• Texto proporcionado:
━━━━━━
Y agregó en otra entrevista al respecto:

Lo que hay de mí en ese libro [ Donde nadie me espere] no es por supuesto la historia. Lo que me motivó a escribir una novela así es mi cercanía emocional a problemas que están ahí planteados. Tengo una relación de toda la vida con la gente joven en la universidad, siento una debilidad especial por la gente joven. Para completar aquello tuve que lidiar con este dolor de la vida de Daniel que, en pleno comienzo de la juventud, ve que llega una amenaza aterradora a su vida. Ese dolor personal me hacía intuir el dolor en mis estudiantes. Por otro lado, el tema de la indigencia es muy anterior a todo esto, es decir nunca fui ajena a este drama. Un indigente siempre atrae mi mirada y me lleva a hacerme preguntas. Sobre todo ¿en qué momento se dio esa inflexión? (Bonnett, "Donde nadie" s. p.)

Estos testimonios de Bonnett corroboran la hipótesis de Mario Vargas Llosa sobre el origen de las ficciones literarias. El novelista peruano acude a la figura del catoblepas, animal mitológico que se devora a sí mismo. De este animal han dado razón desde Plinio el Viejo hasta Jorge Luis Borges que lo incluyó en su Manual de zoología fantástica (1957), pasando por Gustave Flaubert que lo mencionó en La tentación de San Antonio (1874). El hecho de tener una cabeza tan pesada asociada a un cuerpo de toro es lo que lo obliga a mirar siempre hacia abajo, hacia su tronco y extremidades, y lo condena a "alimentarse de sí mismo". Este es el símil que utiliza Vargas Llosa para relacionar la obra ficcional de un escritor y su biografía. Por un lado, de una u otra manera, esta siempre estará en el origen del proceso creativo:

La raíz de todas las historias es la experiencia de quien las inventa, lo vivido es la fuente que irriga las ficciones. Esto no significa, desde luego, que una novela sea siempre una biografía disimulada de su autor; más bien que en toda ficción, aun en la de imaginación más libérrima, es posible rastrear un punto de partida, una semilla íntima, visceralmente ligado a una suma de vivencias de quien la fraguó. [...] la invención químicamente pura no existe en el dominio literario. [...] todas las ficciones son arquitecturas levantadas por la fantasía y la artesanía sobre ciertos hechos, personas, circunstancias, que marcaron la memoria del escritor y pusieron en movimiento su fantasía creadora, la que a partir de aquella simiente, fue erigiendo un mundo tan rico y múltiple que a veces resulta casi imposible [...] reconocer en él aquel material autobiográfico que fue su rudimento, y que es, en cierta forma, el secreto nexo de toda ficción con su anverso y antípoda: la realidad real. (Vargas Llosa 23-24)
━━━━━━
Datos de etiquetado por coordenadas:
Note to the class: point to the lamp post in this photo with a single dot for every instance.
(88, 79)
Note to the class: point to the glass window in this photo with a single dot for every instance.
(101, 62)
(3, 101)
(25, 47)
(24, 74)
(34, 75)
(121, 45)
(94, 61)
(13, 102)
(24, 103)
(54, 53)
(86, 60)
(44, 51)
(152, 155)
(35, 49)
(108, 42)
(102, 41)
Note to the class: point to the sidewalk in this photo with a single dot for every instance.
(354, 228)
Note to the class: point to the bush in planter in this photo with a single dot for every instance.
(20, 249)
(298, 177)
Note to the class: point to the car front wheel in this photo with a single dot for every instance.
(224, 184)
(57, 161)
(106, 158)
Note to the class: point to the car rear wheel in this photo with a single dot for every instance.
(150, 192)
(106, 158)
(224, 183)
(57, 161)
━━━━━━
• Lo que se pide:
[1] Reúne todas las líneas de los registros que contengan la cadena "instance", teniendo en cuenta mayúsculas y minúsculas.
[2] Prosigue el texto sobre la biografía del escritor como origen de sus ficciones a partir de su última oración.
El texto y los registros proceden de fuentes distintas.

• Resultados del ejercicio:
[1]
Note to the class: point to the lamp post in this photo with a single dot for every instance.
Note to the class: point to the glass window in this photo with a single dot for every instance.
Note to the class: point to the sidewalk in this photo with a single dot for every instance.
Note to the class: point to the bush in planter in this photo with a single dot for every instance.
Note to the class: point to the car front wheel in this photo with a single dot for every instance.
Note to the class: point to the car rear wheel in this photo with a single dot for every instance.

[2]
Pero, por otro lado, esa referencia autobiográfica (en el caso de Bonnett, el suicidio de su hijo), en virtud de la mencionada capacidad de fantasear de todo escritor, en el sentido de indagar por otros mundos posibles (la antigua preocupación de Bonnett por las dinámicas de la indigencia) y de la labor artesanal que adelanta con las palabras, según Vargas Llosa, se transforma en un entramado narrativo autónomo:

[A]unque el punto de partida de la invención del novelista es lo vivido, no es ni puede serlo el de llegada. Éste se halla a una distancia considerable y a veces astral de aquél, [...] el material autobiográfico experimenta transformaciones, es enriquecido (y a veces empobrecido), mezclado con otros materiales recordados o inventados y manipulado y estructurado [...] hasta alcanzar la autonomía total que debe fingir una ficción para vivir por cuenta propia. (26-27)

Por ello, a la luz de lo señalado por la propia autora y matizado por la respuesta de Vargas Llosa a la pregunta sobre el origen de la ficción narrativa, en este artículo se asume una lectura de Donde nadie me espere regida por los parámetros ficcionales inherentes a ella y en función de sus necesidades interpretativas intrínsecas, en cuanto representa un entramado narrativo autosuficiente de cara a la consolidación de su verosimilitud discursiva. La novela alcanza una autonomía discursiva que, a pesar de la presencia en su paratexto de ecos provenientes de Lo que no tiene nombre, le permite establecer un diálogo independiente de estos con sus lectores y críticos.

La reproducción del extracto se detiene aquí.